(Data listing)
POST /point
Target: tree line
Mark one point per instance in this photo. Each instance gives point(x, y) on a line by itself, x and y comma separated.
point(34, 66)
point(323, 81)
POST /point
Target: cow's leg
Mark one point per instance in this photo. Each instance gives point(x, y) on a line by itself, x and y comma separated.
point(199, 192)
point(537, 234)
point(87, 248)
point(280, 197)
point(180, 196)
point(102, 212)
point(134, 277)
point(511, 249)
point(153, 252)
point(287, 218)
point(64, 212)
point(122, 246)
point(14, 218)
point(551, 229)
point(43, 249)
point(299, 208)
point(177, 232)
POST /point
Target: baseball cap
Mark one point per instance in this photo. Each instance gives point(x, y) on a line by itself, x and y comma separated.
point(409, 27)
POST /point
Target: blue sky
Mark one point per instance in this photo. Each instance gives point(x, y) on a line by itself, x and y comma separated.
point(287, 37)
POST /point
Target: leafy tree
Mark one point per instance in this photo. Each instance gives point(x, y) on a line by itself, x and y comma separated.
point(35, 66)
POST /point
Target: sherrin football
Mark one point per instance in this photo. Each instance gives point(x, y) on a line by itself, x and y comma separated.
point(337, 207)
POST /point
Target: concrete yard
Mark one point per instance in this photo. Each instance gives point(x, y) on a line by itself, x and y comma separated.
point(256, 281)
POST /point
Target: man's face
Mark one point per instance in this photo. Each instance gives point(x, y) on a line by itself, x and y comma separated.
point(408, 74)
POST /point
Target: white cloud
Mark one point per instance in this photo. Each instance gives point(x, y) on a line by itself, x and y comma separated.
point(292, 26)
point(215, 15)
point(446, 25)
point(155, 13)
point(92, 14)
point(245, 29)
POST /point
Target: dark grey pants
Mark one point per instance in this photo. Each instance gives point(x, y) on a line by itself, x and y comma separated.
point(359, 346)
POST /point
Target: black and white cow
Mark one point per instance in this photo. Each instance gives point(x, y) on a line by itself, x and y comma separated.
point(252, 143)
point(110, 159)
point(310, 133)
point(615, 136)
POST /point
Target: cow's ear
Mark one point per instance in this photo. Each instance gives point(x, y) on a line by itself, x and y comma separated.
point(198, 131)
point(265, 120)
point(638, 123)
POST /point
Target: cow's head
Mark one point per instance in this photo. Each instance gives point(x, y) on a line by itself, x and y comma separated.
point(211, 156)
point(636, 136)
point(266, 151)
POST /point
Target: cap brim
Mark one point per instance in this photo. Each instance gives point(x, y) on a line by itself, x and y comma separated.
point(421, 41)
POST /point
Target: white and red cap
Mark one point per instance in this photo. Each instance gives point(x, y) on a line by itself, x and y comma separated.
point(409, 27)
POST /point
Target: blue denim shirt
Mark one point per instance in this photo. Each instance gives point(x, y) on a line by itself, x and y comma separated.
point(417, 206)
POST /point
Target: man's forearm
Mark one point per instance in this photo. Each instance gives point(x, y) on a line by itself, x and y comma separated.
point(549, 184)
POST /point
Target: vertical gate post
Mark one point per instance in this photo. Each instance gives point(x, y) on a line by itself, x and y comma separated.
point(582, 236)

▸ **Task directions**
Reproduce every line of the records above exactly, without changing anything.

▸ **Final result**
POST /point
Target: tree line
Mark one point per instance in this photo. Each instance gives point(x, y) on a line by itself, x and y comma separated.
point(34, 66)
point(323, 81)
POST /point
Target: cow's leg
Mark one point per instance in this photo. Each instance gives point(x, y) on a line by itself, x and y comma separated.
point(199, 192)
point(537, 234)
point(87, 248)
point(280, 197)
point(180, 196)
point(102, 212)
point(134, 277)
point(511, 249)
point(153, 252)
point(287, 218)
point(64, 212)
point(122, 246)
point(14, 218)
point(551, 229)
point(43, 249)
point(299, 208)
point(177, 232)
POST /point
Target: baseball cap
Mark one point per instance in this photo. Each instance gives point(x, y) on a line by itself, x and y comma separated.
point(409, 27)
POST /point
Target: blue sky
Mark one point per instance in this photo. Each instance gives point(x, y) on a line by itself, x and y comma separated.
point(287, 37)
POST /point
Target: leafy tree
Mark one point per instance in this photo. Each instance gives point(x, y) on a line by itself, x and y comma separated.
point(35, 66)
POST /point
Target: sherrin football
Mark one point per instance in this photo. Each instance gives point(x, y) on a line by itself, x and y comma separated.
point(337, 207)
POST /point
Target: concrete yard
Mark one point per instance in this photo. Each instance gives point(x, y) on a line by itself, x and y comma separated.
point(256, 281)
POST /point
Target: man's face
Mark one point per instance in this photo. Each instance gives point(x, y) on a line by itself, x and y comma separated.
point(408, 74)
POST /point
Target: white cloud
Mark one point per instance in this photo. Each instance gives point(x, y) on a line by itself, x and y comma separated.
point(292, 26)
point(215, 15)
point(446, 25)
point(155, 13)
point(92, 14)
point(245, 29)
POST /point
Target: dark grey pants
Mark one point per instance in this photo. Each instance gives point(x, y) on a line by itself, x and y comma separated.
point(359, 346)
POST /point
Target: black and white cow
Mark one point per instance in this photo. Each instance gives point(x, y) on a line by itself, x and y comma separated.
point(252, 143)
point(110, 159)
point(310, 133)
point(615, 136)
POST /point
Target: cow's ear
Mark one point per instance in this photo. Each instance gives point(x, y) on a line by itself, x and y comma separated.
point(198, 131)
point(265, 120)
point(638, 123)
POST /point
Target: cow's head
Mark one point per instance in this photo. Each instance gives point(x, y) on a line by itself, x and y comma separated.
point(211, 156)
point(636, 136)
point(266, 151)
POST /point
Target: cap brim
Mark one point per instance in this photo. Each instance gives point(x, y) on a line by itself, x and y comma separated.
point(421, 41)
POST /point
Target: white and red cap
Mark one point per instance in this photo. Each instance gives point(x, y) on a line by itself, x and y comma separated.
point(409, 27)
POST /point
Target: blue denim shirt
Mark one point per instance in this photo. Each instance gives point(x, y) on a line by itself, x and y comma separated.
point(417, 206)
POST /point
Target: man's forearm
Mark one point per instance in this photo. Each instance gives point(x, y) on a line by itself, x and y comma separated.
point(549, 184)
POST /point
Target: vertical gate post
Mark one point per instance in this photo. Each instance gives point(x, y) on a line by itself, x and y comma separated.
point(582, 236)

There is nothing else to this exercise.